▶ [Wat te doen]:
1/ Welke jaartallen en datums noemt de speech van minister Dekker? Geef ze allemaal.
2/ Sinds welk jaar levert het Woning Behoefte Onderzoek volgens de speech betrouwbare informatie?
3/ Zet de speech van minister Dekker voort vanaf de laatste zin die er staat.

Speech van minister Dekker op het WBO-congres van 28 oktober 2004 te
Den Haag
Dames en heren,
`Wat beweegt de bewoner?' Wat houdt hem of haar bezig en wat brengt
hem of haar in beweging op de woningmarkt. We weten daar al heel veel
van. Het Woning Behoefte Onderzoek (WBO) levert daarvoor al sinds 1964
betrouwbare informatie. Harde gegevens over de woonsituatie en de
woonwensen van de Nederlander.
Dat gebeurt op basis van grootschalige, kwantitatieve onderzoeken die
heel nauwkeurig weergeven hoe we wonen en wat we willen als het om
wonen gaat.
De uitkomsten van het zojuist verschenen Sociaal en Cultureel rapport
2004 hebben mij dan ook niet verbaasd. De sombere
toekomstverwachtingen als het gaat om de beschikbaarheid van passende
woonruimte en betaalbaarheid van het wonen vertalen zich in een lage
populariteit van mijn beleid en dat van het kabinet als geheel.
Dat is begrijpelijk omdat een hogere woningproductie wel al blijkt uit
méér verleende bouwvergunningen, maar nog niet uit méér opgeleverde
woningen.

▶ [Lijst]:

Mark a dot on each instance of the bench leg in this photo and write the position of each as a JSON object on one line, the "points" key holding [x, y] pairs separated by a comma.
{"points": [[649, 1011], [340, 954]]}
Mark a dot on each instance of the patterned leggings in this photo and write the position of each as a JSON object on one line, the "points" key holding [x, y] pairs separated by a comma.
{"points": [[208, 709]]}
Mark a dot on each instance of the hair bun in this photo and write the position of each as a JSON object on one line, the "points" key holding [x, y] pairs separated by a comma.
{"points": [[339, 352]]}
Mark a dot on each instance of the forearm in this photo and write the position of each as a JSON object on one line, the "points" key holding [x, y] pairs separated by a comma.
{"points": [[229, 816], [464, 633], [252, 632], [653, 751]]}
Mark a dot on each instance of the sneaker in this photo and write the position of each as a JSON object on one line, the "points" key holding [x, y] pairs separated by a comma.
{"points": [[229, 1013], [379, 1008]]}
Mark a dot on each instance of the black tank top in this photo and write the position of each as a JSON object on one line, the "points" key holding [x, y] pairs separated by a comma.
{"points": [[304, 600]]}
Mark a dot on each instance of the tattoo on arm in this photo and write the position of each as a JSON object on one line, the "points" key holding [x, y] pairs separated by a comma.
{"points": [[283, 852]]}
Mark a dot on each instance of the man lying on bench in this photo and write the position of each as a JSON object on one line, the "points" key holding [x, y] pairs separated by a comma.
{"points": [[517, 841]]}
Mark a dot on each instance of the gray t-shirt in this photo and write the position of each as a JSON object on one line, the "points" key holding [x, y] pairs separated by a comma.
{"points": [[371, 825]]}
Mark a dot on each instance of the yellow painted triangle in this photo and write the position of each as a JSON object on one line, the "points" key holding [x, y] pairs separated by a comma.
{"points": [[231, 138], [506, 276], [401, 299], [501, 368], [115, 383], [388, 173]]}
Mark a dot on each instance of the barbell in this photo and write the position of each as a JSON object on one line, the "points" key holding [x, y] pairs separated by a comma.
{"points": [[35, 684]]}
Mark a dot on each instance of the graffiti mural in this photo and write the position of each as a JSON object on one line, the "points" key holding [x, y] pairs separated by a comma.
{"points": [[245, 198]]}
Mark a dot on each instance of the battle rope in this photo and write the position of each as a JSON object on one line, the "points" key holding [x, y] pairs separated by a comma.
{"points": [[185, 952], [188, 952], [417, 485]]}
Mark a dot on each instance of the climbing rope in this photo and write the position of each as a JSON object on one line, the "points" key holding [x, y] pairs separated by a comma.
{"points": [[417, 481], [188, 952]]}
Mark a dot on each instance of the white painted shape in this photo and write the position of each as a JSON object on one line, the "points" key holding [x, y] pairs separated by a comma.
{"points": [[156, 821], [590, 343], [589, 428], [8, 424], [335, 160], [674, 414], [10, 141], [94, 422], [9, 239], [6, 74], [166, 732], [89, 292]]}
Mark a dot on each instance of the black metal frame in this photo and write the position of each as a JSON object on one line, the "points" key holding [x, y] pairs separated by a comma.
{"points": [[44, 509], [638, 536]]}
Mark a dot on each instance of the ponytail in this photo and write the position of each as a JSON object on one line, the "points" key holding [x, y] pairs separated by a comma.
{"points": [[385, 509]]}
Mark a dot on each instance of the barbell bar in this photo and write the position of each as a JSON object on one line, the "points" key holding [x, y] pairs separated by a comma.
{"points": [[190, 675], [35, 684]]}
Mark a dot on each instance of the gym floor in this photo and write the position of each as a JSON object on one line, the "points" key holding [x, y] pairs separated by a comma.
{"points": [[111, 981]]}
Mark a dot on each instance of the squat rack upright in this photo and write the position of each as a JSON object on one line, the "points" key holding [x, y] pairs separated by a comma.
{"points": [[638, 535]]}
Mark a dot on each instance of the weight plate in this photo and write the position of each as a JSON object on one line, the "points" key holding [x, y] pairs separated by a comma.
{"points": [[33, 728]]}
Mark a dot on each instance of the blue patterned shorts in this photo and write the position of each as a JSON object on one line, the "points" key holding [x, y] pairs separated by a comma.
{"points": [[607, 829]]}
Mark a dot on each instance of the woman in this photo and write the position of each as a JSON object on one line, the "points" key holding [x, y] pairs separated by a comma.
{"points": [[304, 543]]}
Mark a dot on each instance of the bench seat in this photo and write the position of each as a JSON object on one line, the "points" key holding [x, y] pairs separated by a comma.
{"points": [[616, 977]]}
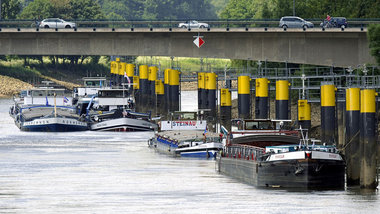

▶ [Antwoorden]:
1/
28 oktober 2004
1964
2004

2/ Sinds 1964.

3/
Van het nieuwe huurbeleid beklijft voorlopig vooral de toekomstige
maximale huurstijging en niet de effecten op de diversiteit van het
aanbod en de doorstroming van de woningmarkt.
En ook dat is logisch, want deze effecten zullen eerst naar verloop
van tijd zichtbaar worden. Aan het eind van onze regeertermijn zal wél
zichtbaar resultaat geboekt zal zijn. Ik verwacht tegen die tijd dan
ook minder somberheid bij de burgers dan nu uit het SCP-rapport
spreekt.
Om die resultaten te kunnen boeken hebben we meer informatie nodig dan
WBO en SCP traditioneel bieden. We willen dieper graven naar het
waarom van woonsituaties en woonwensen.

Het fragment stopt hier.